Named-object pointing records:
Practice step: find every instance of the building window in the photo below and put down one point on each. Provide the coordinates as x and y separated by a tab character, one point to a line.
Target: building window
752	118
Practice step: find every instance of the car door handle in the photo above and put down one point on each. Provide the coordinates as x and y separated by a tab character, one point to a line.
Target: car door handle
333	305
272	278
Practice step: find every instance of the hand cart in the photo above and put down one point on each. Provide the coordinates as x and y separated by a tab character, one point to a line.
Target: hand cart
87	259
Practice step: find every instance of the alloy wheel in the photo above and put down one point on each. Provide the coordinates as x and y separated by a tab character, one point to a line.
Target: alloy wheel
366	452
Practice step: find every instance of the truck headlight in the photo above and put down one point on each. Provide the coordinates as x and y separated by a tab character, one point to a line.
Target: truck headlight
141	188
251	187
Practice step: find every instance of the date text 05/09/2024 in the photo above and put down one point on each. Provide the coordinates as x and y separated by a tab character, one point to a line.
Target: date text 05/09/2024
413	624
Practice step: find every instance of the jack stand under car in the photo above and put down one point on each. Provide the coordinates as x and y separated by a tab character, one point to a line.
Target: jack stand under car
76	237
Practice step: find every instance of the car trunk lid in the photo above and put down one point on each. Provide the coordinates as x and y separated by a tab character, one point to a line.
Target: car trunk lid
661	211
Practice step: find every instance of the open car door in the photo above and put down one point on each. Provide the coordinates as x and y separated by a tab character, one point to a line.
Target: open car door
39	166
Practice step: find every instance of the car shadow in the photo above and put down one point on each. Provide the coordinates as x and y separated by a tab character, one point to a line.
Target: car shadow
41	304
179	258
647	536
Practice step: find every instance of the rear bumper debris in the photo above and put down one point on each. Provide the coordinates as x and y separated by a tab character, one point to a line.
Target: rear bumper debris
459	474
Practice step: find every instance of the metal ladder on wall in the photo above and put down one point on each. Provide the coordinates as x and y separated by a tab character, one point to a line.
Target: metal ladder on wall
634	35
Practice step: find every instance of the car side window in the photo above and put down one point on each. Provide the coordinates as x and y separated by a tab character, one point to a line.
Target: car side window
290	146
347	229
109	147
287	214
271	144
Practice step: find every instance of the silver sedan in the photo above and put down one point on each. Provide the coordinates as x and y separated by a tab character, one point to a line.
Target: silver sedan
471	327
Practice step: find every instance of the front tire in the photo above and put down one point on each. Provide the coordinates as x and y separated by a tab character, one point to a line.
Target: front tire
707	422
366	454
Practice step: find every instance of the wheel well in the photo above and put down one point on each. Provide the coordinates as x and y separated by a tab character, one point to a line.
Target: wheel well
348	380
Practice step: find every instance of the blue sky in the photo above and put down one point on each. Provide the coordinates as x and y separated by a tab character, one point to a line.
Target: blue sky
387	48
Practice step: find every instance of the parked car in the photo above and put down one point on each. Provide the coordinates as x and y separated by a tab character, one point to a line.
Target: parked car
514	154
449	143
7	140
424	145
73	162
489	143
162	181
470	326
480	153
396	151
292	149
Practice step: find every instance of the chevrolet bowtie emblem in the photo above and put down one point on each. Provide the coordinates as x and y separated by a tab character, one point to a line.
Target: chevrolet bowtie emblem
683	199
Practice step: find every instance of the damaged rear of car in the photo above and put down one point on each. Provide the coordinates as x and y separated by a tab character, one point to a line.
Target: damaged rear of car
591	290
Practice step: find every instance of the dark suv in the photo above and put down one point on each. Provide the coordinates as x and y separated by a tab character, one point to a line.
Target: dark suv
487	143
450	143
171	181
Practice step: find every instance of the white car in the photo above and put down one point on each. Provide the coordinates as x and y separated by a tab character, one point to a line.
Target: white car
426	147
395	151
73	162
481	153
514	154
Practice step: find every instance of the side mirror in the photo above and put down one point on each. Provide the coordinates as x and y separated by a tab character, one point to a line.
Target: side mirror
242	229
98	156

Exercise task | Repeat each record exactly. Omit nothing.

Response |
Practice step: find every instance of the building window in the photo below and put down one point on each. Provide the coordinates as x and y separated by a tab character, one point to a line.
Target: building window
752	118
Practice step: find every instance of the car door handle in the photo above and put down one point on each. Provide the coordinates as x and y separated by a tab character, one point to a line.
Target: car door handle
333	305
272	278
Practice step: find every instance of the hand cart in the photo above and put down one point on each. Provide the coordinates as x and y separated by a tab character, one point to a line.
Target: hand cart
87	259
Practice step: find every instance of the alloy wheel in the photo above and put down one point on each. Provide the coordinates as x and y separated by a tab character, one point to a line.
Target: alloy wheel
366	452
Practice step: find every instance of the truck headlight in the photo above and put down one point on each. Provide the coordinates as x and y separated by a tab character, one point to a line.
Target: truck headlight
141	188
251	187
Practice step: find every instance of the date text 05/09/2024 in the photo above and put down one point on each. Provide the coordinates as x and y separated by a tab character, one point to a line.
Target: date text 05/09/2024
413	624
Practice step: find every instance of the jack stand under car in the photo above and put down one point on each. Provide the coordinates as x and y separated by a tab character, one point to a line.
Target: jack stand under car
76	237
Practice step: find every instance of the car trunk lid in the photo above and put down one point on each. Provide the coordinates as x and y separated by a tab character, one point to a line.
Target: car trunk lid
661	211
Practice step: find every instance of the open car door in the photo above and put down one point on each. Provide the coordinates as x and y separated by a tab character, one point to a line.
Target: open car door
39	166
Practice step: find every instance of the car shadow in the photo above and put down one point on each. Provide the coordinates as x and y separated by a tab character, one point to a line.
Target: car shadow
41	304
179	258
647	536
Practice step: find every instance of the rear bumper debris in the photo above and put down one point on each. Provide the coordinates as x and y separated by a tab character, one point to a line.
Target: rear bumper debris
459	474
Practice step: find every instance of the metal ladder on wall in the photo above and put down one point on each. Provide the coordinates as x and y separated by a tab character, one point to a line.
Target: metal ladder on wall
634	35
Practice step: find every instance of the car side window in the photo above and put down one point on each. Provide the coordinates as x and y separated by a tab character, one point to a line.
Target: car side window
290	146
347	229
109	147
287	214
271	144
Practice step: find every instance of the silver sedan in the photo above and put down one point on each. Provide the coordinates as x and y separated by a tab character, one point to a line.
Target: silver sedan
471	327
Practice step: find every instance of the front tire in the photo above and put down one point on each. Provide the coordinates as x and y separated by a tab character, one point to a line.
Target: front tire
707	422
366	454
Practice step: find every instance of the wheel well in the photo above and put down one point on each. Provide the coordinates as x and y separated by a tab character, one point to a line.
Target: wheel well
348	380
Practice step: find every instance of the blue sky in the photo above and put down one point on each. Provide the coordinates as x and y separated by a tab character, one point to a line.
Target: blue sky
387	48
Practice step: find every instance of the parked car in the photo above and put down one point on each. Provide the coordinates as x and y separated by a tab character, one point to a line.
Target: parked car
514	154
449	143
7	140
424	145
73	162
489	143
162	181
470	326
480	153
396	151
292	149
Practice step: find every instance of the chevrolet bowtie emblem in the photo above and put down one point on each. Provide the coordinates as x and y separated by a tab character, one point to a line.
Target: chevrolet bowtie emblem
683	199
Practice step: find every instance of the damaged rear of car in the photo above and put down one point on each. Provide the coordinates as x and y separated by a tab character, one point to a line.
Target: damaged rear of car
591	290
Practice step: find every instance of the dark suv in the photo above and put down one point on each. Provide the coordinates as x and y separated by a tab character, one point to a line.
Target: dark suv
487	143
450	143
171	181
Practice step: find every instance of the white car in the photo above and put down one point on each. Provide the coordinates as x and y separated by a tab character, one point to a line.
Target: white car
426	147
395	151
73	162
481	153
514	154
Practice step: find every instance of the side mirror in the photo above and put down one point on each. Provide the coordinates as x and y separated by a tab character, one point to a line.
Target: side mirror
242	229
98	156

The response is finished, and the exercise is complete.